=== СОДЕРЖИМОЕ НАБОРА ДАННЫХ ===

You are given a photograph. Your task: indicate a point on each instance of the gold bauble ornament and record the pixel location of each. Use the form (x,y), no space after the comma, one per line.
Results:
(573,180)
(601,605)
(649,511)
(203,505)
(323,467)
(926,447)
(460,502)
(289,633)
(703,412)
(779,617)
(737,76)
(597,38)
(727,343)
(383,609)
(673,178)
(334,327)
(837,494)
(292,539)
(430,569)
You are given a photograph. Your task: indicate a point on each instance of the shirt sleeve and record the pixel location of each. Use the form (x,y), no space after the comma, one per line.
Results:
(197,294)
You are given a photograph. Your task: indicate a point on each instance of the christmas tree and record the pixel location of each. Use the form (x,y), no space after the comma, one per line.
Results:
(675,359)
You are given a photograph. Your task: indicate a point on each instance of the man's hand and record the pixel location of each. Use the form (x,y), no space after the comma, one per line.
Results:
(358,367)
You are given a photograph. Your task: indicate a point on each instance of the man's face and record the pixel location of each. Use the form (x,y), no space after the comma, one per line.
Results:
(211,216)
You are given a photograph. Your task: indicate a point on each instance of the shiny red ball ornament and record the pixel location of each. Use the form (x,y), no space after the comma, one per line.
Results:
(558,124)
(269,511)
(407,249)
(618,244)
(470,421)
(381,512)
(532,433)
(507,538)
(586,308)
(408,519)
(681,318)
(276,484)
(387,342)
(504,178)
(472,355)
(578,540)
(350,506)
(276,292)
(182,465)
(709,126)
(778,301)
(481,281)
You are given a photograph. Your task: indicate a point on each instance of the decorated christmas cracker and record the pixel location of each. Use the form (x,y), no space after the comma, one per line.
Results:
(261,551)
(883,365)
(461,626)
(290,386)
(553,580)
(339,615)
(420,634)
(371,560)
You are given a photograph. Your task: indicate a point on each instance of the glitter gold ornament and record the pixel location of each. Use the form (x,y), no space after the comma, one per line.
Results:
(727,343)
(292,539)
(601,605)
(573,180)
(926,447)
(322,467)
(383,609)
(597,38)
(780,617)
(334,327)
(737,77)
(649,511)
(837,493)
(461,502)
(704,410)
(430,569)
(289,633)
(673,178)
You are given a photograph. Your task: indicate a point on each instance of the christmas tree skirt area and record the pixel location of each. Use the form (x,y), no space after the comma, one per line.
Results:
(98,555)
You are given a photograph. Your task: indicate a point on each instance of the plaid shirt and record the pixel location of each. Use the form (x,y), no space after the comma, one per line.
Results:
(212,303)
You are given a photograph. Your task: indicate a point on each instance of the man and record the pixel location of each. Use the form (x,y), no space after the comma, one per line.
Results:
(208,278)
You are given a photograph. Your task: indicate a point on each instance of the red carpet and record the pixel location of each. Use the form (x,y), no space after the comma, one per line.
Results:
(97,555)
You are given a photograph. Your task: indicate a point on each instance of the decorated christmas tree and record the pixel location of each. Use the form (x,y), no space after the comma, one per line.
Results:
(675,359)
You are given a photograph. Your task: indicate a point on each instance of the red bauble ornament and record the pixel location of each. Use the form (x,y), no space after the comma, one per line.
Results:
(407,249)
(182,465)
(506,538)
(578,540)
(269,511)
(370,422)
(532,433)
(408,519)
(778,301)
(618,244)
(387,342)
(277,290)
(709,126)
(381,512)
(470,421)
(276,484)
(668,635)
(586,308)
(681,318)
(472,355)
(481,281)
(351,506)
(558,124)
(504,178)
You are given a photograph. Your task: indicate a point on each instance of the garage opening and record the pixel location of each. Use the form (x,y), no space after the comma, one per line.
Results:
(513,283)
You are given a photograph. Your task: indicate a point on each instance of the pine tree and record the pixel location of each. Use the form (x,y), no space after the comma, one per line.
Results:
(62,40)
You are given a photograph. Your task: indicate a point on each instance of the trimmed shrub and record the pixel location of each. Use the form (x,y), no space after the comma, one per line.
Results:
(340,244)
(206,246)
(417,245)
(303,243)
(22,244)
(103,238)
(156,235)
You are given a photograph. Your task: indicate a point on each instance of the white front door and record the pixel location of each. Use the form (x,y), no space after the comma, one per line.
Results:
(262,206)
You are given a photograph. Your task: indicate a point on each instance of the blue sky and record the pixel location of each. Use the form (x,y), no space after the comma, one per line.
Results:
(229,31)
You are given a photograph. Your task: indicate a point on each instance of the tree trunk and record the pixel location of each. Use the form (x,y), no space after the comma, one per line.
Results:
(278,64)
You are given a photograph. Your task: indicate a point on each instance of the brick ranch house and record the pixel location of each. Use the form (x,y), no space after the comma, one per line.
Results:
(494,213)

===

**ЦЕЛЬ:**
Оформи весь материал выше как CSV из двух столбцов, «текст» и «ответ», по одной строке на каждый текст с его ответом. Каждое значение заключи в кавычки, а переносы строк внутри него замени пробелами.

**РЕШЕНИЕ НИЖЕ:**
текст,ответ
"You are given a photograph. Your task: indicate a point on each instance of the gold bauble ornament and record the pixel location of each. Use the form (x,y), no space after the comma, one per line. Results:","(573,180) (601,605) (649,511) (203,505) (323,467) (926,447) (460,502) (289,633) (703,412) (779,617) (737,76) (597,38) (727,343) (383,609) (673,178) (334,327) (837,494) (292,539) (430,569)"
"You are given a photograph. Your task: indicate a point on each instance of the shirt sleeve and record the pixel location of each. Use the form (x,y), no space after the comma, one per line. Results:","(197,294)"
"You are given a photograph. Your task: indicate a point on each instance of the christmas tree and record the pixel location of each. Use the form (x,y), no space after the comma, one per line. Results:","(675,359)"
"You are given a photograph. Your task: indicate a point on each instance of the man's hand and record the pixel location of each. Use the form (x,y), no space after the comma, one per line. Results:","(358,367)"
"You are given a photograph. Your task: indicate a point on each instance of the man's face and record the pixel location of each. Use the form (x,y), no space after the comma, one per line. Results:","(211,216)"
"You are given a photograph. Your task: indicate a point on each instance of the shiny red ball ornament and record the pixel location of each. Use the form (x,y), no space after the comma, one per line. Results:","(558,124) (269,511) (407,249) (618,244) (470,421) (381,512) (532,433) (507,538) (586,308) (408,519) (681,318) (276,484) (387,342) (504,178) (472,355) (578,540) (350,506) (276,292) (182,465) (709,126) (778,301) (481,281)"
"You are given a photograph. Your task: indicate a point on each instance of the decorated christmas cracker and record the pixel location of each. Use the form (x,y), no space after the comma, one per line. Results:","(261,551) (883,365) (461,626) (290,386) (553,580) (339,615) (420,634) (371,560)"
"You are given a photograph. Your task: indicate a point on each instance of the glitter gold ornament and record the pixel location of each. Use the form (x,y), no space after the comma, one per line. Results:","(727,343) (292,539) (601,605) (573,180) (926,447) (322,467) (383,609) (597,38) (780,617) (334,327) (737,77) (649,511) (837,493) (461,502) (704,410) (430,569) (289,633) (673,178)"
"You are given a photograph. Your task: indicate a point on each instance of the christmas tree skirt area and record the pixel location of each. Use the form (x,y), no space after the comma, one per line. Results:","(98,555)"
"You are given a photograph. Your task: indicate a point on each instance of the plaid shirt and record the pixel location of each. Use the form (x,y), no space after the comma, one per line. Results:","(212,303)"
"You are given a photograph. Your task: indicate a point on each instance of the man and record the pixel location of each. Use the form (x,y), no space after the comma, one per line. Results:","(208,278)"
"You are given a photograph. Your task: indicate a point on each instance of the red carpet and record the pixel location of each. Use the form (x,y), no space after the comma, one per line. Results:","(97,555)"
"You are given a photograph. Your task: indicate a point on each instance of the decorated christmas tree and record the pixel location of each. Use the form (x,y), no space after the comma, one per line. Results:","(675,359)"
"You are given a photograph. Your task: indicate a point on each instance of the red bauble ornament and record the pixel location of each. Use the form (x,y), no space after the comma, one per line. Results:","(407,249) (182,465) (506,538) (578,540) (269,511) (370,422) (532,433) (408,519) (778,301) (618,244) (387,342) (277,290) (709,126) (381,512) (470,421) (276,484) (668,635) (586,308) (681,318) (472,355) (481,281) (351,506) (558,124) (504,178)"
"You are given a photograph. Your task: indicate a point on each instance of the garage opening and record the pixel location of each. Use the form (x,y), no space after the comma, one per line. Results:","(513,283)"
"You are given a photograph. Your task: indicate a point on each instance of the pine tree and record the pixel location of each. Use the form (x,y), no space after the comma, one per line. Results:","(62,40)"
"You are given a photograph. Your task: indicate a point on each instance of the trimmed shrub and record the pixel location of each. Use the form (x,y), no space after the comma, one per line. Results:","(340,244) (206,246) (417,245) (303,243) (22,244) (103,238) (156,235)"
"You are given a photograph. Your task: indicate a point on each instance of the white front door and record the pixel location of each. Use the form (x,y), no space after the comma, one per line. Results:","(262,206)"
"You are given a photograph. Your task: indicate a point on each instance of the blue sky and record the pixel location of each. Use the form (x,y), no space after the comma, one per line. Results:","(229,31)"
"You are given a photograph. Your task: indicate a point on each instance of the tree trunk and record the pixel location of each. Use the form (x,y), no space after the comma, one per line. Results:","(278,64)"
"You are given a photograph. Your task: indicate a point on each instance of the brick ranch house and record the pixel location of each. Use the form (x,y), no space after the comma, one per line. Results:","(494,213)"